- _Given instruction_
Write out the following material line for line, without altering anything.

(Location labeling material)
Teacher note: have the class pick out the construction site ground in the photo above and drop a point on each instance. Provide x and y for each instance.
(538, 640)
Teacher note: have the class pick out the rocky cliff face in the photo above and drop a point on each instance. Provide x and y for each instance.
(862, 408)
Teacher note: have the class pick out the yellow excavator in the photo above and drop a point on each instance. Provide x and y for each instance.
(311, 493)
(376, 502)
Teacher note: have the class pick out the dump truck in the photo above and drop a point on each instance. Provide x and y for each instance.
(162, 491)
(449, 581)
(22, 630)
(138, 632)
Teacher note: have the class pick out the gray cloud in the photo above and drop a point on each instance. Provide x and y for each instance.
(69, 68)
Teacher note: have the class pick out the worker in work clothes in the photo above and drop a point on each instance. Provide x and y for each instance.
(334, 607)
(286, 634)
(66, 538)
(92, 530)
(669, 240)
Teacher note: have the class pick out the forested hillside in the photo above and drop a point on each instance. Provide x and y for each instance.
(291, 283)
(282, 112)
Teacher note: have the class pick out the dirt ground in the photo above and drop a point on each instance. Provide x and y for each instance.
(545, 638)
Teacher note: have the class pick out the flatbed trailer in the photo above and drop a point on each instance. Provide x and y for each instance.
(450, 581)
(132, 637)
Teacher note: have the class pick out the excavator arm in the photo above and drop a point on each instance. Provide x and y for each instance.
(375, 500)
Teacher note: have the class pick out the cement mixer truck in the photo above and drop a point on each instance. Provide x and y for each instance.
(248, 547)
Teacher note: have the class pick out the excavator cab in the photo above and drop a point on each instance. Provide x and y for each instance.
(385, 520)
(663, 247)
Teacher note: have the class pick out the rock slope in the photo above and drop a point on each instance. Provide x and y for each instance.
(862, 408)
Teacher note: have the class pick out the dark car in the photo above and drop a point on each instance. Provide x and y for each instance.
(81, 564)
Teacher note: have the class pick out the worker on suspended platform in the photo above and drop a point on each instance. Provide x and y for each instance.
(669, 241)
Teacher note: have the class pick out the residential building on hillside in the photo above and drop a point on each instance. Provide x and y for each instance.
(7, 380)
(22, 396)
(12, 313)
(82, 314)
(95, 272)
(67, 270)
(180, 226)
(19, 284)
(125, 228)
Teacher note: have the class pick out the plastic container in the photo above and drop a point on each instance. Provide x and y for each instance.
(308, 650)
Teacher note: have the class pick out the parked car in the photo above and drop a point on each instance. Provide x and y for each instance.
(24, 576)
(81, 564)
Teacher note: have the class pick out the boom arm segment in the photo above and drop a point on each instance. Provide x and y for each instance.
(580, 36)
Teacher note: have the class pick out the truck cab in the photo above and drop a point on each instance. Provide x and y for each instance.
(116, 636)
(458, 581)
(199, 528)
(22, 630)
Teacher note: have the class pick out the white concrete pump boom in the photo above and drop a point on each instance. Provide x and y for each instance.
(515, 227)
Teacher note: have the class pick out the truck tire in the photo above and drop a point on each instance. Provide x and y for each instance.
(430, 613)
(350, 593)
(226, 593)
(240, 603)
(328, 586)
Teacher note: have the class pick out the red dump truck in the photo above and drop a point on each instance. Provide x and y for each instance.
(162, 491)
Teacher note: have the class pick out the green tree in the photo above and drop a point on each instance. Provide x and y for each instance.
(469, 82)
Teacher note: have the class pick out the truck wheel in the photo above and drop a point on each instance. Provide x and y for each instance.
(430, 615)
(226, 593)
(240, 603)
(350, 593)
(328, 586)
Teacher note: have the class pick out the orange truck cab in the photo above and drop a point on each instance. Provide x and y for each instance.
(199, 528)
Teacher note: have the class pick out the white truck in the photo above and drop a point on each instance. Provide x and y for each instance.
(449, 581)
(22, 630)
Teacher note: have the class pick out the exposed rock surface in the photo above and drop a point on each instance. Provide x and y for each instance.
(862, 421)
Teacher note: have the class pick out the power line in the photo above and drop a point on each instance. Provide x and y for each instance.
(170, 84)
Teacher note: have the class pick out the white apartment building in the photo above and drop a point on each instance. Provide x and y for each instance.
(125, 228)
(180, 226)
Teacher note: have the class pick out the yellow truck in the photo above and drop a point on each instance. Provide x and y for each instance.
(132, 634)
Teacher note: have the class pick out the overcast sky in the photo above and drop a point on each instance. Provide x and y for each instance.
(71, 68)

- _Task solution_
Teacher note: have the class pick out the construction site ground in the photo above and drop a point on each instance. Provide x and y for each instance.
(538, 640)
Teacher note: have the class pick out the rocky cliff face in the photo above and drop a point on each instance. Provide x and y for each instance.
(862, 408)
Teacher note: have the class pick out the yellow excavator in the photo above and drop a point on each instance. Provide x and y for each instance.
(311, 493)
(376, 502)
Teacher note: have the class pick out the dump truck in the photo above and drop a point on each instance. Provide x and y for each instance.
(162, 491)
(449, 581)
(22, 630)
(138, 632)
Teacher note: have the class pick out the gray cloud in the photo above and drop a point on each instance. Provide x and y for each instance.
(69, 68)
Teacher note: have the class pick out the worker in work clothes in the photo above and drop a point on each instance. Provide x and y for each instance.
(334, 607)
(286, 634)
(66, 538)
(92, 530)
(669, 240)
Teacher note: have the class pick out the forested hillside in the photo above and drop a point on each instance. Provide x and y for each instance.
(291, 283)
(282, 112)
Teacher note: have the class pick out the dirt ground in the photo above and drop a point on each instance. Provide x and y for each instance.
(545, 638)
Teacher note: have the class pick out the flatbed trailer in the photo above and drop a point on each instance. Provide x and y for each instance.
(450, 581)
(132, 637)
Teacher note: have the class pick out the excavator arm in the photo above and drop a point on each instance. Provide x and y for each instance.
(375, 500)
Teacher note: have the class pick out the cement mixer truck in the photo above and drop a point on each instance. Provide x and y for each instance.
(248, 547)
Teacher note: have the class pick out the excavator cab in the photo above and drop a point on each instance. Provide x and y for each instance.
(385, 520)
(663, 247)
Teacher note: have the class pick out the rock slope in the photo above and drop a point on each instance. Provide x and y for each instance.
(862, 408)
Teacher note: have the class pick out the dark car in the photo above and drop a point on each instance. Provide x and y for each instance.
(81, 564)
Teacher note: have the class pick out the worker on suspended platform in the photo above and drop a point on each instance. Provide x and y for each instance.
(669, 241)
Teacher note: have the class pick out the residential building on hillside in the photo above and drop a point on each instance. Provide x and y for each instance.
(7, 380)
(22, 396)
(12, 313)
(82, 314)
(95, 272)
(67, 270)
(180, 226)
(19, 284)
(125, 228)
Teacher note: have the class pick out the plastic container in the photo above and drop a point on each instance. Provide x and y for each instance.
(308, 650)
Teacher note: have the class pick out the parked car in the photo above and drop a point on each instance. Provide x and y for each instance.
(24, 576)
(81, 564)
Teacher note: have the class pick out the boom arm segment in the photo above and drop a point on each instance. Provide x and y for each instance.
(580, 36)
Teacher note: have the class pick out the truck cab in the photo above and drop a point on each instance. Provide x and y for each instance.
(116, 636)
(458, 581)
(199, 528)
(22, 630)
Teacher note: have the class pick out the white concrete pump boom in the photo above and drop a point on each instance. Provide x and y for each instance.
(515, 227)
Teacher note: have the class pick out the truck tire in the photo above and drop a point on each instance. Provide x and y for each instance.
(430, 613)
(350, 593)
(226, 593)
(240, 603)
(328, 586)
Teacher note: have the class pick out the red dump truck in the photo above and drop a point on each instance. Provide x and y for each instance.
(162, 491)
Teacher note: have the class pick out the green tree in the photo above and drop a point on each instance. Provide x and y for each instance.
(469, 82)
Teacher note: have the class pick out the truck wheel in the photo above and drop a point on each instance. Provide x and y for each instance.
(430, 615)
(226, 593)
(240, 603)
(350, 593)
(328, 586)
Teacher note: have the class pick out the orange truck cab in the photo above and drop a point on each instance. Provide x and y for each instance.
(199, 528)
Teacher note: have the class pick out the white truck in the photo above and drop a point on each instance. Provide x and y for each instance.
(449, 581)
(22, 630)
Teacher note: have the class pick out the exposed rock surface in the photo above and drop a point on each instance. Provide x and y for each instance.
(862, 421)
Teacher note: have the class pick out the power line in the photo above and drop a point on each instance. Provide x and y for each instance.
(170, 84)
Teacher note: have the class pick out the white apartment building in the photo above and drop a point on each instance. Provide x and y for each instance.
(125, 228)
(180, 226)
Teacher note: have the class pick out the yellow truck in the photo above and drop a point on each instance. Provide x and y for each instance.
(132, 634)
Teacher note: have the class pick out the overcast sky in the photo above and drop a point on each instance. Provide x and y for each instance.
(71, 68)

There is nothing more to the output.